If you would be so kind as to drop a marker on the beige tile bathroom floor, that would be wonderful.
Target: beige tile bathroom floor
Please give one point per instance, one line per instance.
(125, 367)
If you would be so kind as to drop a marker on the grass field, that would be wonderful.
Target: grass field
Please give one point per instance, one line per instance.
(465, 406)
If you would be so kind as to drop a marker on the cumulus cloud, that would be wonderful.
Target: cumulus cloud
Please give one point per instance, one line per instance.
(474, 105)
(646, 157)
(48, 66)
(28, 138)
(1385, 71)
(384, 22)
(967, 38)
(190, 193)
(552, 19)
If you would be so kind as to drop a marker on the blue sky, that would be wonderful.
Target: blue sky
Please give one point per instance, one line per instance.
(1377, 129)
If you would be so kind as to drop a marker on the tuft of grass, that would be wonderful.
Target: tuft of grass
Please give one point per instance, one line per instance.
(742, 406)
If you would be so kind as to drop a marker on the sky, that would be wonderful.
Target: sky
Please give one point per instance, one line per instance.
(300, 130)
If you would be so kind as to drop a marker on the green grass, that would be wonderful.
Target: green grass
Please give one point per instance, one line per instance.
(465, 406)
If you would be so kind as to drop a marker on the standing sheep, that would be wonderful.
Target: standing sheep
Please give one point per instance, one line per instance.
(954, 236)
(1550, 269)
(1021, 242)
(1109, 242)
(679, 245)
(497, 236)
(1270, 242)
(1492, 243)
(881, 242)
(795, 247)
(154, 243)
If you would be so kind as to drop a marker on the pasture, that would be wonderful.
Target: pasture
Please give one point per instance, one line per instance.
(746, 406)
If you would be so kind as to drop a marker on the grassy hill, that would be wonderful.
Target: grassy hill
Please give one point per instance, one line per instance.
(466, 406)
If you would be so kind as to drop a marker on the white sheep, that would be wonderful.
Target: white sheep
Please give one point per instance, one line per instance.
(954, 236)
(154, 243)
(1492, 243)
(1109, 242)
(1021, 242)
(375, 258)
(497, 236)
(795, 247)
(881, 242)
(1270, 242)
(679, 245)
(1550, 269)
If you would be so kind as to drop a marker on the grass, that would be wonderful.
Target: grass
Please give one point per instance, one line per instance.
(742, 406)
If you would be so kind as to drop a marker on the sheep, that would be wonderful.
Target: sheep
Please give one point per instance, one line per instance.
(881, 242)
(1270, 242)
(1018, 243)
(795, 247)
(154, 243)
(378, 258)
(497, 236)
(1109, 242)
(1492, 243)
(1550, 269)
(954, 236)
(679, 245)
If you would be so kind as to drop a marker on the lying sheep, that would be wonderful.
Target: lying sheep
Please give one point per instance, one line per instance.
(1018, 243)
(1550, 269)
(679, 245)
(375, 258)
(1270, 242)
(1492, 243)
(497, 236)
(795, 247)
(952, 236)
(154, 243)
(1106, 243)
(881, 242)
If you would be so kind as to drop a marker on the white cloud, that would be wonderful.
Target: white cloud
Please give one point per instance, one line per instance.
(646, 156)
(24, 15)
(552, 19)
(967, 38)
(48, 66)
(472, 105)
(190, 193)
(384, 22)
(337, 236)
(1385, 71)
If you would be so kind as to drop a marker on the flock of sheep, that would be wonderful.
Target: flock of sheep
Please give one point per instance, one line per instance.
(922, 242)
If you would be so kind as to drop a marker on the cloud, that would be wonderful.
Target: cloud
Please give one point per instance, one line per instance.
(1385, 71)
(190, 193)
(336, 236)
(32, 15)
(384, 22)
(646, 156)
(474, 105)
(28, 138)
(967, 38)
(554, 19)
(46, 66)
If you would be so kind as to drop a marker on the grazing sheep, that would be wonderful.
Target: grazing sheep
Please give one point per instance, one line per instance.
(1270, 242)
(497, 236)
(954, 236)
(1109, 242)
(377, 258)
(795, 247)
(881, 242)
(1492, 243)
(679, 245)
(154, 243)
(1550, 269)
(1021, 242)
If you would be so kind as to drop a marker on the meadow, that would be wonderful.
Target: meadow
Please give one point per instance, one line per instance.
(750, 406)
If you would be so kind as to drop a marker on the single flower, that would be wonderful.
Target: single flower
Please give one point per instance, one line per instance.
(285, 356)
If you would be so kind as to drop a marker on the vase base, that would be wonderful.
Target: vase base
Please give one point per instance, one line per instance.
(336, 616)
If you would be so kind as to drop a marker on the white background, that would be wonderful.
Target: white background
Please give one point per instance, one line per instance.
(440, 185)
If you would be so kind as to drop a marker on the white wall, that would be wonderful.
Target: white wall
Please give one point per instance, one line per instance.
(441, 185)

* * * * * * * * *

▶ [EXERCISE PROMPT] All entries above are to be repeated verbatim, down to the last line.

▶ [REPLY]
If you would be so kind as to drop a marker on the beige tile bathroom floor, that would be wonderful.
Target: beige tile bathroom floor
Please give one point per instance, one line per instance.
(125, 367)
If you would be so kind as to drop a marker on the grass field, that would be wonderful.
Target: grass field
Please give one point per instance, one line per instance.
(465, 406)
If you would be so kind as to drop a marker on the cumulus cloud, that would be wonderful.
Target: cumulus cloud
Please give one point per instance, one line per instance.
(474, 105)
(646, 157)
(48, 66)
(28, 138)
(1385, 71)
(384, 22)
(967, 38)
(190, 193)
(552, 19)
If you would be so kind as to drop a marker on the blue sky, that would be wonderful.
Target: blue sky
Please give one point per instance, one line per instance.
(1377, 129)
If you would be so kind as to drop a marker on the tuft of grass, that would be wonderful.
Target: tuft of grass
Please give one point per instance, one line per instance.
(742, 406)
If you would be so kind as to drop a marker on the sky, that would be wonderful.
Target: sky
Please give one point per instance, one line per instance.
(300, 130)
If you would be so kind as to drop a marker on the green grass, that would be wonderful.
Target: green grass
Please give one point per instance, one line per instance.
(465, 406)
If you would be so kind as to drop a marker on the standing sheep, that would be wonderful.
Target: standing sheep
Please give one point per instance, one line per instance.
(954, 236)
(1550, 269)
(1021, 242)
(1109, 242)
(679, 245)
(497, 236)
(1270, 242)
(1492, 243)
(881, 242)
(795, 247)
(154, 243)
If you would be so kind as to drop a marker on the pasture, that would be wonderful.
Target: pasture
Please give one point per instance, one line per instance.
(746, 406)
If you would be so kind as to drop a marker on the grassy hill, that would be wonderful.
Target: grassy hill
Please give one point per instance, one line per instance.
(466, 406)
If you would be so kind as to drop a marker on the white sheep, that would be wonderful.
Target: white sheep
Please give one point per instance, one line per instance.
(954, 236)
(154, 243)
(1492, 243)
(1109, 242)
(1021, 242)
(375, 258)
(497, 236)
(795, 247)
(881, 242)
(1270, 242)
(679, 245)
(1550, 269)
If you would be so kind as to drop a marker on the grass, that would be wonderful.
Target: grass
Please give one point per instance, one line per instance.
(742, 406)
If you would be so kind as to drop a marker on the sheep, that would be wonderful.
Target: sheep
Please give one point per instance, one line per instance.
(881, 242)
(1270, 242)
(1018, 243)
(795, 247)
(154, 243)
(378, 258)
(497, 236)
(1109, 242)
(1492, 243)
(1550, 269)
(954, 236)
(679, 245)
If you would be so kind as to drop a marker on the lying sheep, that would be wonderful.
Target: lying sheep
Please give one point per instance, one line per instance.
(1018, 243)
(1550, 269)
(679, 245)
(375, 258)
(1270, 242)
(1492, 243)
(497, 236)
(795, 247)
(952, 236)
(154, 243)
(1106, 243)
(881, 242)
If you would be so kind as to drop a marker on the white cloud, that would be wonderful.
Target: white cloud
Please give one point per instance, one line per instance.
(646, 156)
(24, 15)
(552, 19)
(967, 38)
(48, 66)
(472, 105)
(190, 193)
(384, 22)
(337, 236)
(1385, 71)
If you would be so kind as to drop a marker on the flock of sheep, that would be wonderful.
Target: flock of sheep
Please give one point per instance, one line per instance.
(922, 242)
If you would be so kind as to drop a marker on the cloud, that would be wonderful.
Target: cloud
Please give one point per instance, one line per instance.
(1385, 71)
(190, 193)
(336, 236)
(32, 15)
(384, 22)
(646, 156)
(474, 105)
(28, 138)
(967, 38)
(554, 19)
(46, 66)
If you would be so kind as to drop a marker on the grazing sheep, that would be wonderful.
Target: grazing sheep
Please give one point per instance, one line per instance.
(1270, 242)
(497, 236)
(954, 236)
(1109, 242)
(377, 258)
(795, 247)
(881, 242)
(1492, 243)
(679, 245)
(154, 243)
(1550, 269)
(1021, 242)
If you would be so kind as to drop a marker on the meadow, that would be wonderful.
Target: meadow
Please give one point per instance, one line per instance.
(750, 406)
If you would be so kind as to drop a marker on the single flower, that would be wonderful.
Target: single flower
Please give one point per instance, one line per instance.
(285, 356)
If you would be so kind as to drop a marker on the vase base, that would be wonderful.
Target: vase base
Please give one point per instance, one line per instance.
(336, 616)
If you would be so kind as to drop a marker on the white background, that would be wonderful.
Target: white background
Please give one point per instance, one line per instance.
(440, 185)
If you would be so kind as to drop a marker on the white wall, that would be wonderful.
Target: white wall
Please give one point per instance, one line per instance.
(441, 185)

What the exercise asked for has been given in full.